Set task 1: Please copy the Tri Origin text word for word, between "Tri Origin Exploration" and "projects in Canada.", inclusive.
Set task 2: According to the Tri Origin text, what trading symbol does Tri Origin use on the TSX Venture Exchange?

Source document:
▬▬▬▬▬▬
Historic drilling at North Abitibi totals 29,600 metres in 139 holes and millions of dollars of exploration data has been compiled; however little work has occurred in the region over the past 30 years. Tri Origin has expended over $1.6 million to delineate new targets and depth extensions of the as yet, sub-economic gold zones. In 2019 three drill holes were completed to confirm IP anomaly interpretation, all of which intersected pyritic gold mineralization. Deeper drilling is now required to test targeted gold zones below preliminary drilling.

For information about Tri Origin, please contact: Dr. Robert Valliant, President, (905) 727-1779; Steve Dawson, (647) 998-9495; E-mail: invest@triorigin.com or visit www.triorigin.com, SEDAR www.sedar.com.

Tri Origin Exploration Ltd. is publicly listed on the TSX Venture Exchange under the trading symbol TOE. Tri Origin is a leading Canadian exploration company with gold and base metal projects in Canada.
▬▬▬▬▬▬
Record set:
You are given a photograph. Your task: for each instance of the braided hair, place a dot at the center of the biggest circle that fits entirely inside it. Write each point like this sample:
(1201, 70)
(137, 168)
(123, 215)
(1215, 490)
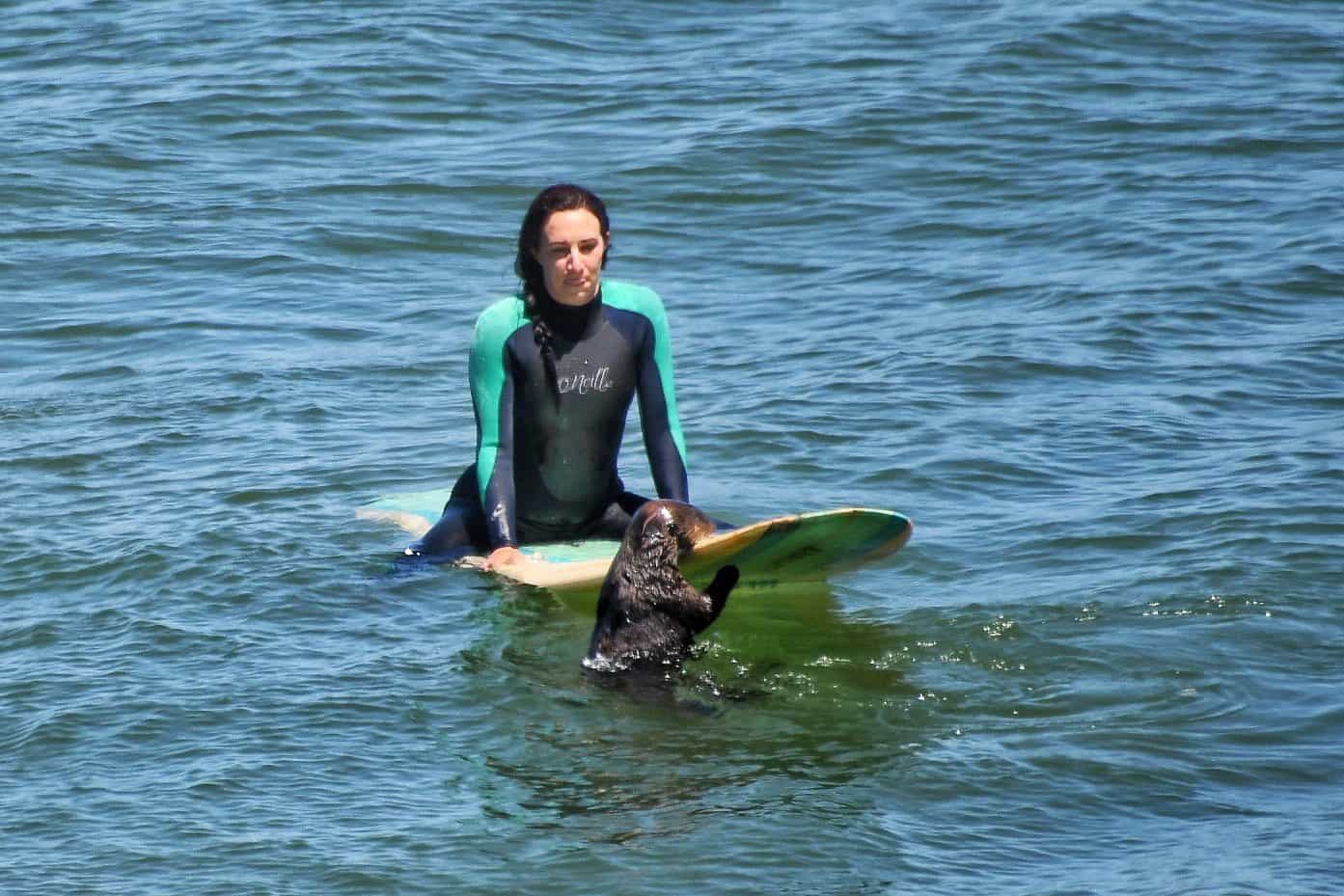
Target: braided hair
(535, 298)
▬▬▬▬▬▬
Exercise output 1:
Tri Origin Exploration Ltd. is publicly listed on the TSX Venture Exchange under the trading symbol TOE. Tri Origin is a leading Canadian exploration company with gold and base metal projects in Canada.

Exercise output 2: TOE